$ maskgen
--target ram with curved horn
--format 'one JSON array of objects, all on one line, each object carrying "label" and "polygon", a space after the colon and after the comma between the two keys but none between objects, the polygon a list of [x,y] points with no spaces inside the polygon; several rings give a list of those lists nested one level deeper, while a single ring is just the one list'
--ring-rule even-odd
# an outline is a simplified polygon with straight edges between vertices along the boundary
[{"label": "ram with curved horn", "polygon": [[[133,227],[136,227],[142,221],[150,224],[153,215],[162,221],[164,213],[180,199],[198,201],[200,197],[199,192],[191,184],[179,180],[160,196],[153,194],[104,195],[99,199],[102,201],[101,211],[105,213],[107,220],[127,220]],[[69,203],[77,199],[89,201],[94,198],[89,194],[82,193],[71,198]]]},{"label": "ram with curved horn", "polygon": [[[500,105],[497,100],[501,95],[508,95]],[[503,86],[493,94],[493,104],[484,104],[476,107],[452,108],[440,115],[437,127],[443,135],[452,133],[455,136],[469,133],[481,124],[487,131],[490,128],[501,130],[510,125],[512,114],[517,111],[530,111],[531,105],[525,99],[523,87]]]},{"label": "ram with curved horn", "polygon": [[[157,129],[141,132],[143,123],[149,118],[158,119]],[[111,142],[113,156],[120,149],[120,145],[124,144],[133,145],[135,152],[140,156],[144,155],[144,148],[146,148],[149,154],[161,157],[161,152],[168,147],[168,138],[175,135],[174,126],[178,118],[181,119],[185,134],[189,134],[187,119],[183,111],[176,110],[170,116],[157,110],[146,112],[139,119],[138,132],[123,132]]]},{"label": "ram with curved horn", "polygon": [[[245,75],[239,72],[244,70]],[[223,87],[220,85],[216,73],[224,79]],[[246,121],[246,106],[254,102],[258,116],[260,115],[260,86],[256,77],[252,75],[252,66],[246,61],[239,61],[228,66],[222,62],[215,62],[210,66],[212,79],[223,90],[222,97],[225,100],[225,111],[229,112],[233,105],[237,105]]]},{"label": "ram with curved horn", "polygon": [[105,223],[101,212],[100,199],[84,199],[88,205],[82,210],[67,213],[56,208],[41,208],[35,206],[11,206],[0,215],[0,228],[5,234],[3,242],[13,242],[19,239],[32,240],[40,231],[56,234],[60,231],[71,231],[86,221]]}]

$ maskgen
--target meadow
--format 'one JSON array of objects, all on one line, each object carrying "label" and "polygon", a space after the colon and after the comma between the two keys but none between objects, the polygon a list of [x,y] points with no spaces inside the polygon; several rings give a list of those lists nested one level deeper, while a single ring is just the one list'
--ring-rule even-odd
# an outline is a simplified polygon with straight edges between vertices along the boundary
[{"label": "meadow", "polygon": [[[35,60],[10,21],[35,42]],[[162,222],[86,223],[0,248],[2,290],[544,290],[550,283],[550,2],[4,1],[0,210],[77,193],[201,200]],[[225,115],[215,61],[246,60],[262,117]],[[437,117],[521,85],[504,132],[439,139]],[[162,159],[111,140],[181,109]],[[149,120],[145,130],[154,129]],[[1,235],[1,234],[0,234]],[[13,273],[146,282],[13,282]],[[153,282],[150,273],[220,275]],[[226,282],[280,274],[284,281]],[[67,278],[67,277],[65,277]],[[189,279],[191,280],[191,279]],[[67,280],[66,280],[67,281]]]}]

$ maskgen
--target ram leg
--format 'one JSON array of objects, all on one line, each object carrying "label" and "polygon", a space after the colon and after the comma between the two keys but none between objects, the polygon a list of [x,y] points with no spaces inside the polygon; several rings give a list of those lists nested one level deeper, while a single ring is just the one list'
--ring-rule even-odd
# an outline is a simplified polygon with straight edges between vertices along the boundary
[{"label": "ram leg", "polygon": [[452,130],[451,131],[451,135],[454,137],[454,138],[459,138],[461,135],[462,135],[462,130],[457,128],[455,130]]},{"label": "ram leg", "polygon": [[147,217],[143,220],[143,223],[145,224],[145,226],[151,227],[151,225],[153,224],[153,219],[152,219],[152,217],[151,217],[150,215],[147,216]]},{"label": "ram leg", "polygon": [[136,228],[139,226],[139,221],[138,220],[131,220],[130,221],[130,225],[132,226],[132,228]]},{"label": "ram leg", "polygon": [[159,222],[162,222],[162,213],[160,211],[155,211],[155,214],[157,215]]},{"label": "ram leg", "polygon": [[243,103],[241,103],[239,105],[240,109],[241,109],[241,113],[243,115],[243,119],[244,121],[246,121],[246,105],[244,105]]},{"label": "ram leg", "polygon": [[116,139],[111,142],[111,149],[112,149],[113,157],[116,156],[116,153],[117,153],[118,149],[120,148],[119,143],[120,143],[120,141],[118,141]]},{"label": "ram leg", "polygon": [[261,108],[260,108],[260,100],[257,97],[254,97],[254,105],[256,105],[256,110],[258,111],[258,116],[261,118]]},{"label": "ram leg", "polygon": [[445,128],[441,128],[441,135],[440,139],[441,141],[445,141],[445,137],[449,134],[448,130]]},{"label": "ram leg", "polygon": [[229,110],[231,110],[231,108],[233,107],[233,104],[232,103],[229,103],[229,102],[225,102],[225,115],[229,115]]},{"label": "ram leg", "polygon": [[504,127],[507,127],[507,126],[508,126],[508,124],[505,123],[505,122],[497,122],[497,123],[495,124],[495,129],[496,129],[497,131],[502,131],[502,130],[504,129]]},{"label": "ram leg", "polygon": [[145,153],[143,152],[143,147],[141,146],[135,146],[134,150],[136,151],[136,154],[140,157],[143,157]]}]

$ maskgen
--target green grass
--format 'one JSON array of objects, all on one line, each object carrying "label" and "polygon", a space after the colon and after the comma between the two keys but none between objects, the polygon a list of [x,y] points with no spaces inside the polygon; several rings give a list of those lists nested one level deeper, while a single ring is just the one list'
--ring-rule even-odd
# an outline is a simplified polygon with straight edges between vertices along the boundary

* **YOUR OBJECTIVE**
Repeat the listing above without any change.

* **TASK RESPONSE**
$ maskgen
--target ram with curved horn
--format 'one JSON array of objects, all on one line, each object carrying "label" and "polygon", a space after the colon and after the comma between the two keys but none between objects, the polygon a list of [x,y] points with no spaces inside the polygon; several rings give a list of those lists nested one level deeper, while a single ring is just the one list'
--ring-rule even-odd
# an outline is a simplified polygon with straight edges between vertices along the boundary
[{"label": "ram with curved horn", "polygon": [[[133,227],[136,227],[142,221],[150,224],[153,215],[162,221],[164,213],[180,199],[198,201],[200,197],[199,192],[191,184],[179,180],[160,196],[153,194],[104,195],[99,199],[102,201],[101,211],[105,213],[107,220],[127,220]],[[69,203],[77,199],[89,201],[94,198],[89,194],[82,193],[71,198]]]},{"label": "ram with curved horn", "polygon": [[[500,105],[497,100],[501,95],[508,95]],[[503,86],[493,94],[493,104],[484,104],[476,107],[452,108],[440,115],[437,127],[443,135],[452,133],[455,136],[469,133],[481,124],[487,131],[490,128],[501,130],[510,125],[512,114],[517,111],[530,111],[531,105],[525,99],[523,87]]]},{"label": "ram with curved horn", "polygon": [[[157,129],[141,132],[143,123],[149,118],[158,119]],[[111,142],[113,156],[120,149],[120,145],[124,144],[133,145],[135,152],[140,156],[144,155],[144,148],[146,148],[149,154],[161,157],[161,152],[168,147],[168,138],[175,135],[174,126],[178,118],[181,119],[185,134],[189,134],[187,119],[183,111],[176,110],[170,116],[157,110],[146,112],[139,119],[138,132],[123,132]]]},{"label": "ram with curved horn", "polygon": [[[245,75],[239,72],[244,70]],[[223,87],[220,85],[216,73],[224,79]],[[246,121],[246,106],[254,102],[258,116],[260,115],[260,86],[256,77],[252,75],[252,66],[246,61],[239,61],[228,66],[222,62],[215,62],[210,66],[212,79],[223,90],[222,97],[225,100],[225,111],[229,112],[233,105],[237,105]]]},{"label": "ram with curved horn", "polygon": [[105,223],[101,212],[100,199],[84,199],[88,205],[82,210],[67,213],[56,208],[41,208],[35,206],[11,206],[0,215],[0,228],[5,234],[3,242],[13,242],[19,239],[32,240],[40,231],[56,234],[60,231],[71,231],[86,221]]}]

$ maskgen
--target meadow
--format 'one JSON array of objects, all on one line, each object carrying "label" and "polygon", a space after the colon and after the comma between the two keys but none between objects, the polygon a list of [x,y] points with no spaces inside the polygon; several rings give a list of those lists nested one level deeper, while a single ring is just the one list'
--ring-rule even-odd
# an outline is a simplified polygon with straight edges between vertices along the boundary
[{"label": "meadow", "polygon": [[[35,60],[10,21],[35,42]],[[162,222],[86,223],[0,248],[2,290],[544,290],[550,283],[550,2],[4,1],[0,210],[77,193],[201,200]],[[225,115],[215,61],[246,60],[262,117]],[[437,117],[521,85],[504,132],[439,139]],[[162,159],[111,140],[181,109]],[[149,120],[145,130],[154,129]],[[1,235],[1,234],[0,234]],[[13,273],[146,282],[13,282]],[[153,282],[150,273],[220,275]],[[226,282],[280,274],[284,281]],[[67,278],[67,277],[65,277]],[[189,279],[191,280],[191,279]],[[67,280],[66,280],[67,281]]]}]

$ maskgen
--target ram leg
--format 'one JSON array of objects, all on one line, each object carrying "label" and "polygon", a space after the colon and after the comma between the two keys but none between objects, the polygon a list of [x,y] points with no spaces inside the polygon; several rings give a list of those lists nested one level deeper, while a single ring is just the one list'
--ring-rule even-odd
# an outline is a simplified polygon with straight edges between vertices along the boundary
[{"label": "ram leg", "polygon": [[452,130],[451,131],[451,135],[454,137],[454,138],[459,138],[461,135],[462,135],[462,130],[457,128],[455,130]]},{"label": "ram leg", "polygon": [[147,217],[143,220],[143,223],[145,224],[145,226],[151,227],[151,225],[153,224],[153,219],[152,219],[152,217],[151,217],[150,215],[147,216]]},{"label": "ram leg", "polygon": [[136,228],[139,226],[139,221],[138,220],[131,220],[130,221],[130,225],[132,226],[132,228]]},{"label": "ram leg", "polygon": [[159,222],[162,222],[162,213],[160,211],[155,211],[155,214],[157,215]]},{"label": "ram leg", "polygon": [[243,103],[241,103],[239,105],[240,109],[241,109],[241,113],[243,115],[243,119],[244,121],[246,121],[246,105],[244,105]]},{"label": "ram leg", "polygon": [[116,139],[111,142],[111,149],[112,149],[113,157],[116,156],[116,153],[117,153],[118,149],[120,148],[119,143],[120,143],[120,141],[118,141]]},{"label": "ram leg", "polygon": [[261,108],[260,108],[260,100],[257,97],[254,97],[254,105],[256,105],[256,110],[258,111],[258,116],[261,118]]},{"label": "ram leg", "polygon": [[445,128],[441,128],[441,135],[440,139],[441,141],[445,141],[445,137],[449,134],[448,130]]},{"label": "ram leg", "polygon": [[229,110],[231,110],[231,108],[233,107],[233,104],[232,103],[229,103],[229,102],[225,102],[225,115],[229,115]]},{"label": "ram leg", "polygon": [[504,127],[507,127],[507,126],[508,126],[508,124],[505,123],[505,122],[497,122],[497,123],[495,124],[495,129],[496,129],[497,131],[502,131],[502,130],[504,129]]},{"label": "ram leg", "polygon": [[145,153],[143,152],[143,147],[141,146],[135,146],[134,150],[136,151],[136,154],[140,157],[143,157]]}]

$ maskgen
--target green grass
--format 'one JSON array of objects, all on one line, each object carrying "label" and "polygon", a space after the colon and after the comma between the two keys but none between objects, the polygon a list of [x,y] points with no spaces inside the polygon; several rings give a list of those lists nested one level deeper, while a single ring is just the one list'
--ring-rule even-odd
# an outline is a simplified polygon with straight edges between vertices along the boundary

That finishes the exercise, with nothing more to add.